[Exercise objective]
Your answer is the line containing "Target: orange flame" plus every line after it through the end of the records, printed exactly and free of pictures.

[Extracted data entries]
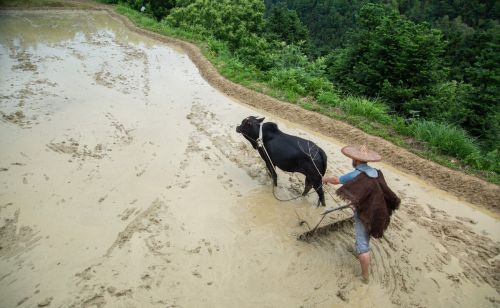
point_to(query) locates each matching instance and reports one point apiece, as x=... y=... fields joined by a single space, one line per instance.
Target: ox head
x=249 y=128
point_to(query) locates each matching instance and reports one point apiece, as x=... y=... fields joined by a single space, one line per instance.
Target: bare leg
x=364 y=261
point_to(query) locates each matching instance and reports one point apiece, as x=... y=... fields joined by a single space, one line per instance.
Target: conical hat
x=361 y=153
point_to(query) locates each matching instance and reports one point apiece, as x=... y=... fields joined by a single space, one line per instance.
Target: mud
x=124 y=183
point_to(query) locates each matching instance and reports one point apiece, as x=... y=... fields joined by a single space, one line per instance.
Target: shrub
x=447 y=139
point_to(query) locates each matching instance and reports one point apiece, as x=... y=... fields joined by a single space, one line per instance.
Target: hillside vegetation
x=423 y=74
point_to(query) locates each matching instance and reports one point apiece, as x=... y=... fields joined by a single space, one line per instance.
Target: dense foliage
x=428 y=69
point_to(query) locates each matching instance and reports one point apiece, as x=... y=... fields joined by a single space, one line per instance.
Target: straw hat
x=361 y=153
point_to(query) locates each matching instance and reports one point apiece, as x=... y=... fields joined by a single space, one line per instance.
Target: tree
x=389 y=57
x=284 y=25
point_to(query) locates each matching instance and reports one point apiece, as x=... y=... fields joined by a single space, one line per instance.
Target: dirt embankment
x=466 y=187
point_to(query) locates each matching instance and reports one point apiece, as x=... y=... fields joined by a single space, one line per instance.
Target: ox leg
x=273 y=173
x=307 y=188
x=321 y=194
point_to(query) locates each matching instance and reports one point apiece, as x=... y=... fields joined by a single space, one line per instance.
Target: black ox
x=287 y=152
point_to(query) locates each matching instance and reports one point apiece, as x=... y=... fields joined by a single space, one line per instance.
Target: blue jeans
x=362 y=238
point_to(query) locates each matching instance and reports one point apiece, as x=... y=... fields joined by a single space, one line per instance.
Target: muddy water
x=124 y=184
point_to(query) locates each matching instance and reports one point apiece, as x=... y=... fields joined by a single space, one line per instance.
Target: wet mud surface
x=123 y=183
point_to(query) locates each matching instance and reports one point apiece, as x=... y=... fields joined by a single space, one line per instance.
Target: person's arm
x=331 y=179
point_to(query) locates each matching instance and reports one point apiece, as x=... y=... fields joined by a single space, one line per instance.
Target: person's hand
x=331 y=179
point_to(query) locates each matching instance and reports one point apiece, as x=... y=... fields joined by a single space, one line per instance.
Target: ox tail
x=321 y=161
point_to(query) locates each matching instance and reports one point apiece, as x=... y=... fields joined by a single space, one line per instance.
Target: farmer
x=372 y=200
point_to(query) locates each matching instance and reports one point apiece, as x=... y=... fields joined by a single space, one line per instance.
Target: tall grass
x=446 y=139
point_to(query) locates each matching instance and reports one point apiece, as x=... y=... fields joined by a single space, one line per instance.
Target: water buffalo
x=287 y=152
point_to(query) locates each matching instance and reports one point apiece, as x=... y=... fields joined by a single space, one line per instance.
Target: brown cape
x=373 y=199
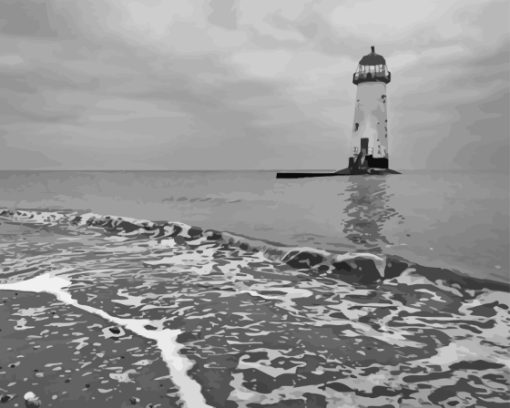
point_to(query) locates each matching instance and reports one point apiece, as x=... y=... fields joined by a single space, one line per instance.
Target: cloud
x=237 y=83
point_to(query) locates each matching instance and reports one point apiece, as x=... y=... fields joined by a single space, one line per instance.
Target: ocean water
x=235 y=289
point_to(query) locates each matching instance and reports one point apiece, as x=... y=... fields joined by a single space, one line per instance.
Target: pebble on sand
x=31 y=400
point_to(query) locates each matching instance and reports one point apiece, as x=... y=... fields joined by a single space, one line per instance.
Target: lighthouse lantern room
x=370 y=128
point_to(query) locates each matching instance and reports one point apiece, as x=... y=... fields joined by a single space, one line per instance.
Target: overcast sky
x=255 y=84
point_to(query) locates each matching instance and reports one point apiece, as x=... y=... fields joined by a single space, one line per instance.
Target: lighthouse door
x=364 y=145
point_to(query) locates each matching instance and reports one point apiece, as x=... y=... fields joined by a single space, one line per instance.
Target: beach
x=113 y=309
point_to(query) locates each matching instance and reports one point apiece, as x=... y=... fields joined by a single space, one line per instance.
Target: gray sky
x=219 y=84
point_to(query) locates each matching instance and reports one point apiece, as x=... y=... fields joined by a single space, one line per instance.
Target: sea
x=236 y=289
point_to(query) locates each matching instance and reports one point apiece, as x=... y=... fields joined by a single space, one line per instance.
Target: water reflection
x=368 y=211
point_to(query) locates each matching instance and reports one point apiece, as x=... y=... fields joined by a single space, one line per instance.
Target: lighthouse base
x=358 y=166
x=345 y=172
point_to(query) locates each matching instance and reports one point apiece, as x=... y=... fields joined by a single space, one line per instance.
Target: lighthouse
x=370 y=125
x=369 y=151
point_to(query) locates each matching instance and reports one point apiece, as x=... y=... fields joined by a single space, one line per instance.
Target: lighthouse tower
x=370 y=128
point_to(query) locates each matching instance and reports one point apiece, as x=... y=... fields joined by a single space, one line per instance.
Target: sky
x=245 y=84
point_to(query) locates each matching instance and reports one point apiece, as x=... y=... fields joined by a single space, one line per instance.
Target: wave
x=352 y=267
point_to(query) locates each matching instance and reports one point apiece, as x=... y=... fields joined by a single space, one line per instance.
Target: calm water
x=342 y=292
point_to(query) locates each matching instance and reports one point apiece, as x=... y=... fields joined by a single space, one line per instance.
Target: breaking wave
x=357 y=267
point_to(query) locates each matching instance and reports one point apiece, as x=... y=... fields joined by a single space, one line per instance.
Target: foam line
x=166 y=339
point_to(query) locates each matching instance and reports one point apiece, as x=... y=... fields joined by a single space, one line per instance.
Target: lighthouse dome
x=372 y=59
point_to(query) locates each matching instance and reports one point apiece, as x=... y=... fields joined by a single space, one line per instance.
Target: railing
x=359 y=77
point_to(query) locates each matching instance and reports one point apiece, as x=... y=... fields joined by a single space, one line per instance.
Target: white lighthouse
x=370 y=127
x=369 y=154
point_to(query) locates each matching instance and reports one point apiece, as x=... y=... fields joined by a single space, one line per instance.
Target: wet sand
x=71 y=358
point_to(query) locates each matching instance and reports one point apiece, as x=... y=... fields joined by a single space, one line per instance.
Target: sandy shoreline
x=66 y=356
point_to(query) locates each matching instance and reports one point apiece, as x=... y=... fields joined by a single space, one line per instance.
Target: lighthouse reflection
x=367 y=212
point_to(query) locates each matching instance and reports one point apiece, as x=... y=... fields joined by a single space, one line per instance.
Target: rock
x=113 y=332
x=31 y=400
x=6 y=398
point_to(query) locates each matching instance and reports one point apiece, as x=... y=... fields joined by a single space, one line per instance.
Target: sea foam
x=166 y=339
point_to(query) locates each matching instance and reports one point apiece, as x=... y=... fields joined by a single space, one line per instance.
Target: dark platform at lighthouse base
x=358 y=166
x=344 y=172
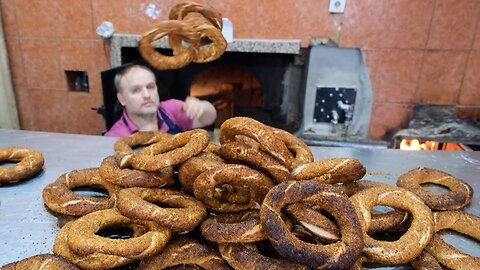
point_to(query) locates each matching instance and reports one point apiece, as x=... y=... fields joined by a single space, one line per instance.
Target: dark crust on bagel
x=331 y=171
x=126 y=144
x=185 y=214
x=29 y=163
x=301 y=153
x=257 y=159
x=459 y=196
x=161 y=29
x=208 y=52
x=166 y=153
x=425 y=261
x=184 y=251
x=238 y=227
x=259 y=132
x=338 y=255
x=110 y=170
x=315 y=223
x=82 y=238
x=42 y=261
x=246 y=256
x=412 y=242
x=182 y=9
x=59 y=197
x=90 y=261
x=446 y=254
x=254 y=183
x=194 y=166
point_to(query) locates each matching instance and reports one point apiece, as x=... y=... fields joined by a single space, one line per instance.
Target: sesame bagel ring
x=42 y=261
x=162 y=29
x=90 y=261
x=182 y=9
x=392 y=221
x=215 y=42
x=246 y=256
x=425 y=262
x=338 y=255
x=178 y=149
x=446 y=254
x=126 y=144
x=330 y=171
x=459 y=196
x=412 y=242
x=194 y=166
x=59 y=197
x=179 y=212
x=183 y=252
x=238 y=227
x=257 y=159
x=301 y=153
x=210 y=187
x=259 y=132
x=82 y=238
x=28 y=163
x=110 y=170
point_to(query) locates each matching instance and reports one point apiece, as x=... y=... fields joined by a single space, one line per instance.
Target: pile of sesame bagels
x=256 y=200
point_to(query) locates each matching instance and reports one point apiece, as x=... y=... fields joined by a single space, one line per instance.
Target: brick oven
x=262 y=79
x=321 y=93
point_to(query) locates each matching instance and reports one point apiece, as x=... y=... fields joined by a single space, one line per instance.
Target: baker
x=137 y=93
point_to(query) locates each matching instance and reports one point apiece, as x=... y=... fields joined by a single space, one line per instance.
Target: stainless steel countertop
x=27 y=229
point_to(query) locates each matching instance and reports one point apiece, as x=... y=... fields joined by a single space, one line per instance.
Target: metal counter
x=27 y=228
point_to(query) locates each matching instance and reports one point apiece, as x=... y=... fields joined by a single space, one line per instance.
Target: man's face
x=138 y=92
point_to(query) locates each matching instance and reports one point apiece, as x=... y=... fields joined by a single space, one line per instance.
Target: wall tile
x=321 y=23
x=408 y=24
x=84 y=55
x=55 y=18
x=119 y=12
x=394 y=74
x=276 y=21
x=453 y=24
x=81 y=105
x=441 y=77
x=41 y=60
x=476 y=43
x=15 y=59
x=364 y=23
x=24 y=107
x=469 y=112
x=147 y=13
x=387 y=118
x=9 y=19
x=470 y=92
x=49 y=109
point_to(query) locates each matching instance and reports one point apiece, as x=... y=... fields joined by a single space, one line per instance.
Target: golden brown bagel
x=29 y=163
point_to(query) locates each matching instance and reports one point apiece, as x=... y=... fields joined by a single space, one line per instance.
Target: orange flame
x=416 y=145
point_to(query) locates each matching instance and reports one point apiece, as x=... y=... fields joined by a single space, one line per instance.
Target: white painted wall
x=8 y=106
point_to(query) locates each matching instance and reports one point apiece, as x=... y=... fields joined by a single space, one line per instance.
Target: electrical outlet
x=337 y=6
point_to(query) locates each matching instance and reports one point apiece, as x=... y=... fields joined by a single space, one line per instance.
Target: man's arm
x=201 y=112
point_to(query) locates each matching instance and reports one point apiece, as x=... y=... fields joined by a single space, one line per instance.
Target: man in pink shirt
x=137 y=92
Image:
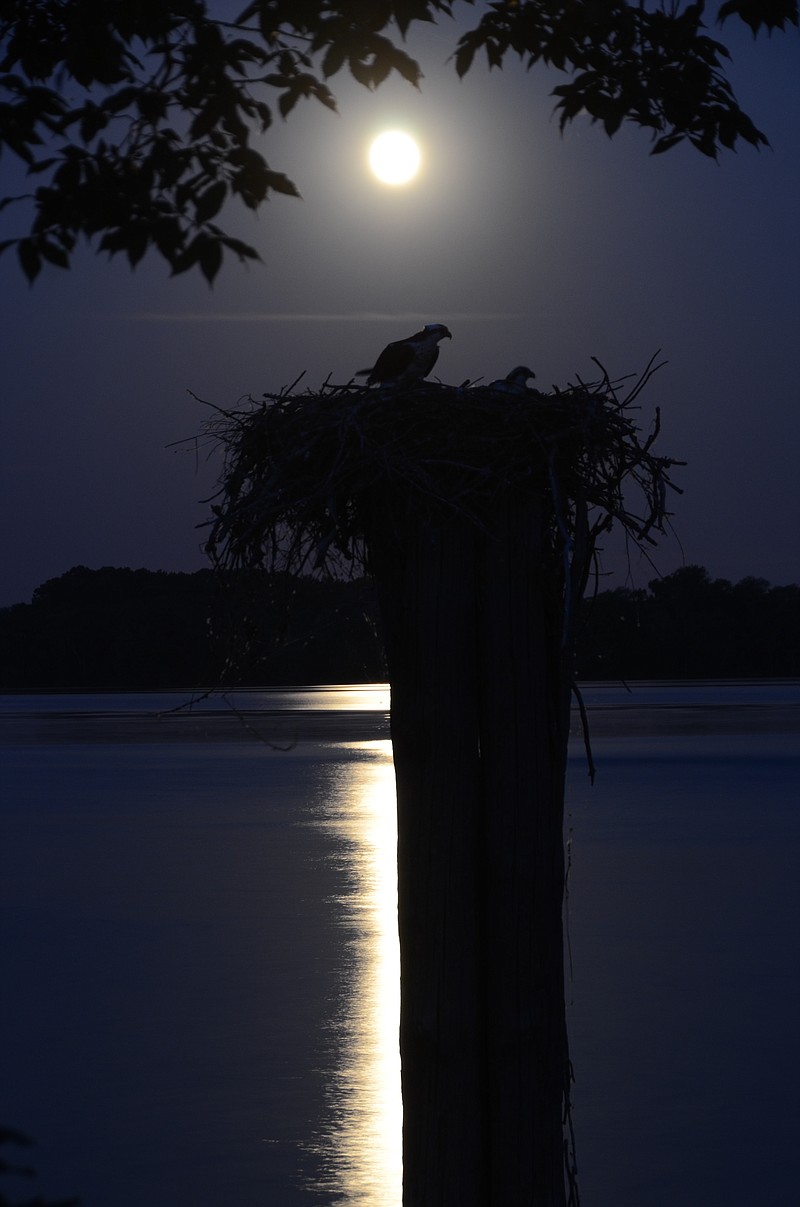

[Reply]
Target: orange flame
x=416 y=145
point_to(query) locates each matching instance and reports one point apiece, as x=... y=... fields joined by a single space, one line per instance.
Target: white painted wall
x=8 y=106
point_to(query) locates each matching instance and reports one point apiece, as x=... y=... fields joined by a single space, one line per instance.
Target: electrical outlet
x=337 y=6
point_to(query) locates each matching instance and reports one point apiece, as x=... y=... fields joined by a single space, one line per instance.
Target: man's arm
x=201 y=112
point_to(query) locates each matching instance and reports one point apiece, as x=... y=... fields joined by a single space, one line per instance.
Target: man in pink shirt
x=137 y=92
Image:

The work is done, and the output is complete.